Direction | Convert the part of the listing that opens with the line containing "Query: player's arm" and closes with the line containing "Query: white yard line" into a JSON list of strings, one string per line, skipping blank lines.

Provided information |
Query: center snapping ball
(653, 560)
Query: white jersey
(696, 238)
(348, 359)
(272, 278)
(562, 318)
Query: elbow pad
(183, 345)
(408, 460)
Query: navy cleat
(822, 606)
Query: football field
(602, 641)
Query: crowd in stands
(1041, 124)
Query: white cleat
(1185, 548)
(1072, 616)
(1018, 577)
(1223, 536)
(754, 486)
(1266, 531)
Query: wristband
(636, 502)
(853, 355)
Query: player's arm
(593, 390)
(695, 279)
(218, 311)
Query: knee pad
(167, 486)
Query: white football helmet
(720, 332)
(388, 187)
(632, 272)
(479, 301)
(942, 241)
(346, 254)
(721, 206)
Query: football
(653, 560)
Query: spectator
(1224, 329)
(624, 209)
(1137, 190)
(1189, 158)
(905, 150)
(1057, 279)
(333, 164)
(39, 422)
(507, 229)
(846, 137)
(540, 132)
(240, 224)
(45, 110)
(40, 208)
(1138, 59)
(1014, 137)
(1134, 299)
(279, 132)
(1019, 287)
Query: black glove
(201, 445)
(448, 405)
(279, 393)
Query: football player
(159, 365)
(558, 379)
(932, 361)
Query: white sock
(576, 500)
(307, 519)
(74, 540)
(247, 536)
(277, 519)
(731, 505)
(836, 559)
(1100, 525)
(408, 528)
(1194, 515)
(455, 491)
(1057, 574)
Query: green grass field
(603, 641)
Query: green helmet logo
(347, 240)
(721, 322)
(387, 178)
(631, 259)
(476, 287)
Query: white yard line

...

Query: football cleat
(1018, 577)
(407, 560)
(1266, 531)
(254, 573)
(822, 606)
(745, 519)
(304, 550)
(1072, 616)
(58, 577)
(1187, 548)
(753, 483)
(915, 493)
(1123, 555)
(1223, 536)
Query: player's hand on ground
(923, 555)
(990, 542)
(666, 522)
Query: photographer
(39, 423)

Task response |
[
  "Query: player's arm",
  "(593, 390)",
  "(695, 279)",
  "(218, 311)",
  "Query: knee pad",
  "(167, 486)",
  "Query: white football helmet",
  "(720, 332)",
  "(388, 187)",
  "(632, 272)",
  "(479, 301)",
  "(942, 241)",
  "(346, 254)",
  "(721, 206)",
  "Query: football",
  "(653, 560)",
  "Query: spectator",
  "(1224, 329)",
  "(624, 209)",
  "(1137, 190)",
  "(1189, 158)",
  "(905, 150)",
  "(1057, 279)",
  "(333, 164)",
  "(39, 422)",
  "(507, 229)",
  "(846, 137)",
  "(540, 132)",
  "(240, 224)",
  "(45, 110)",
  "(40, 208)",
  "(1138, 59)",
  "(1014, 137)",
  "(1134, 299)",
  "(279, 132)",
  "(1019, 287)",
  "Query: black glove",
  "(201, 445)",
  "(448, 405)",
  "(279, 393)",
  "Query: football player",
  "(159, 365)",
  "(558, 379)",
  "(932, 361)",
  "Query: white sock",
  "(576, 500)",
  "(307, 519)",
  "(74, 540)",
  "(247, 536)",
  "(277, 519)",
  "(731, 505)",
  "(836, 559)",
  "(1100, 525)",
  "(408, 528)",
  "(1194, 515)",
  "(455, 491)",
  "(1057, 574)",
  "Query: green grass field",
  "(603, 641)",
  "Query: green helmet logo",
  "(347, 240)",
  "(721, 322)",
  "(387, 178)",
  "(631, 259)",
  "(476, 287)",
  "Query: white yard line"
]